*TESTO SCELTO*:
----------

In questo primo versetto per tre volte si dice: “venite”. Che bello quando qualcuno ti dice: “vieni, passa da me, ti devo dire una cosa bella!”. È come se ti facesse entrare nel suo mondo; se poi te lo dice una persona che ti vuole bene, è certo che ti donerà le cose migliori. “Vieni”…e nasce dentro di te l’attesa di una novità; “vieni”…e già pregusti – senza conoscerla – la bella notizia che ti regalerà (certo, a volte accade anche il contrario, ci viene catapultata addosso qualche brutta sentenza, ma nel nostro passo c’è un annuncio di gioia).
- v. 2. Perché pesate denaro? Fino al tempo persiano non si usò metallo coniato. Il denaro consisteva in pezzi di metallo prezioso (oro o argento) che veniva regolarmente pesato prima di procedere alla conclusione di una transazione commerciale.
Perché faticate? La radice yg? denota una situazione di stanchezza sul piano materiale, il lavoro fino ad essere stanchi, da cui l’essere esausto e spossato. La preposizione be indica la realtà attorno alla quale ci si affatica (la terra: Gio 24,13; il vino: Is 62,8; il fuoco: Ab 2,13, il nulla: Ger 51,58 ) o con la quale ci si stanca. Al contrario, Yhwh non si stanca (Is 40,28) e aiuta gli spossati (Is 40,30) a non affaticarsi più (40,31).
Dio si stanca soltanto per le malefatte del popolo (Is 43,22-25: Invece tu non mi hai invocato, o Giacobbe; anzi ti sei stancato di me, o Israele. Non mi hai portato neppure un agnello per l’olocausto, non mi hai onorato con i tuoi sacrifici. Io non ti ho molestato con richieste di offerte, né ti ho stancato esigendo incenso. Non mi hai acquistato con denaro la cannella, né mi hai saziato con il grasso dei tuoi sacrifici. Ma tu mi hai dato molestia con i peccati, mi hai stancato con le tue iniquità).
Anche il Servo di Yhwh, come il Signore, si affatica nella sua dedizione a beneficio del popolo (Is 49,4: Invano ho faticato, per nulla e invano ho consumato le mie forze. Ma, certo, il mio diritto è presso il Signore, la mia ricompensa presso il mio Dio.).
Lo stesso Israele si è sfiancato nell’idolatria (Is 57,10) e per questo la deportazione da Gerusalemme, che si può configurare come la giusta punizione per l’allontanamento da Dio, si traduce in una forma di schiavitù, con un giogo di vessazioni e lavori pesanti che sfinisce senza posa (Lam 5,5).
La promessa di Yhwh, comunque, assicura che le fatiche di Israele saranno ripagate (Is 62,8: Il Signore ha giurato con la sua destra e con il suo braccio potente: “Mai più darò il tuo grano in cibo ai tuoi nemici, mai più gli stranieri berranno il vino per il quale tu hai faticato. Is 65,23: Non faticheranno invano, né genereranno per una morte precoce, perché prole di benedetti dal Signore essi saranno e insieme con essi anche i loro germogli..

----------

*ELENCO DATI*:
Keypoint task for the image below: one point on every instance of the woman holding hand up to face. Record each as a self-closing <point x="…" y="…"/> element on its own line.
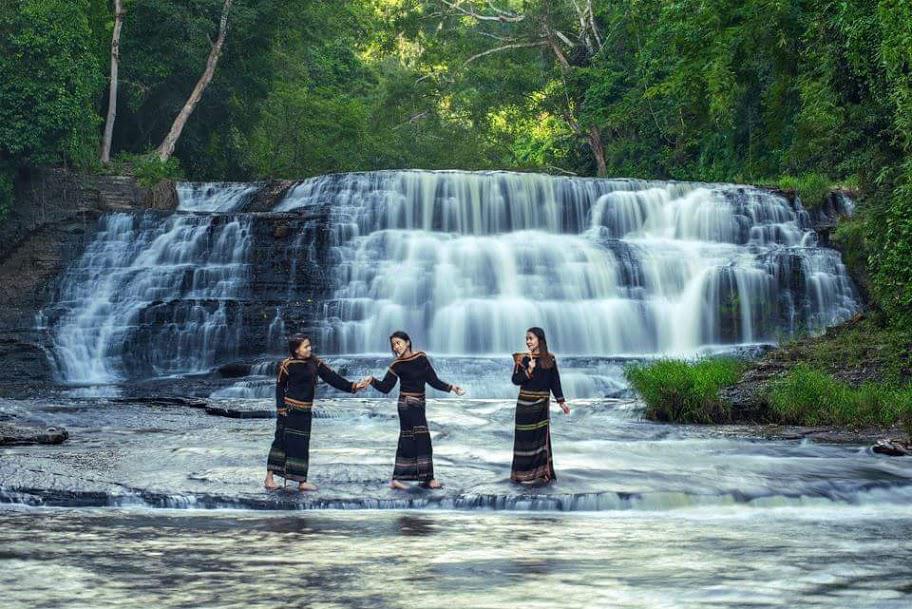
<point x="536" y="374"/>
<point x="414" y="457"/>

----------

*COMPITI DA SVOLGERE*:
a - Modifica il tratto del commento biblico che va da "Dio si stanca" fino a "le tue iniquità).", mettendo "capretto" al posto di "agnello".
b - Nel commento biblico, quali sono le realtà attorno alle quali ci si affatica, secondo gli esempi indicati per la preposizione be?
c - Puoi scrivere il seguito del commento biblico, partendo da dove si ferma?

*LE RISPOSTE*:
a -
Dio si stanca soltanto per le malefatte del popolo (Is 43,22-25: Invece tu non mi hai invocato, o Giacobbe; anzi ti sei stancato di me, o Israele. Non mi hai portato neppure un capretto per l’olocausto, non mi hai onorato con i tuoi sacrifici. Io non ti ho molestato con richieste di offerte, né ti ho stancato esigendo incenso. Non mi hai acquistato con denaro la cannella, né mi hai saziato con il grasso dei tuoi sacrifici. Ma tu mi hai dato molestia con i peccati, mi hai stancato con le tue iniquità).

b - La terra (Gio 24,13), il vino (Is 62,8), il fuoco (Ab 2,13) e il nulla (Ger 51,58).

c -
Perché vi date tanto da fare, sciupate tante energie, il vostro patrimonio esistenziale (intenzioni, attività, affetti) per ciò che non serve? Allora qui potremmo chiederci (domanda tipicamente quaresimale): quello che faccio nella mia vita ha un senso? Mi costruisce e costruisce? Quali cose inutili o dannose io faccio? (Fumo, televisione/ lettura, conversazioni spirituali). Cercate ciò che è eterno, ciò che ci porteremo dall’altra parte. Il CV II dice che quanto di buono, nobile, santo avremo costruito quaggiù ce lo ritroveremo amplificato e perfezionato in Paradiso. Vale la pena faticare per le cose sante!
- Gusterete cibi succulenti è: “vi diletterete col grasso”. Un invito a mangiare le “frittole”… Il grasso era considerato prezioso e prelibato e nei sacrifici era riservato a Dio. Ger 31,14: Sazierò di grasso l’anima dei sacerdoti e il mio popolo abbonderà dei miei beni. È interessante notare che al popolo viene destinato lo stesso cibo dei sacerdoti, lo stesso cibo di Dio (è chiaro che Dio non ha bisogno di cibo, ma è il tentativo dell’uomo di dire che a Dio vanno offerte le cose migliori). Il profeta afferma che all’uomo viene donata quella beatitudine che è la stessa vita di Dio. Che fa Dio durante il giorno? Gode di una gioia senza limiti, senza stonature: ecco, questa stessa gioia viene partecipata all’uomo.
- I primi imperativi certamente vanno compresi in senso metaforico (non si tratta tanto di acquistare un alimento e mangiare, quanto di interiorizzare un messaggio); in senso proprio, cioè letterale, è da prendere l’invito ad ascoltare: tuttavia anche questo ha come scopo ultimo quello di saziarsi e godere.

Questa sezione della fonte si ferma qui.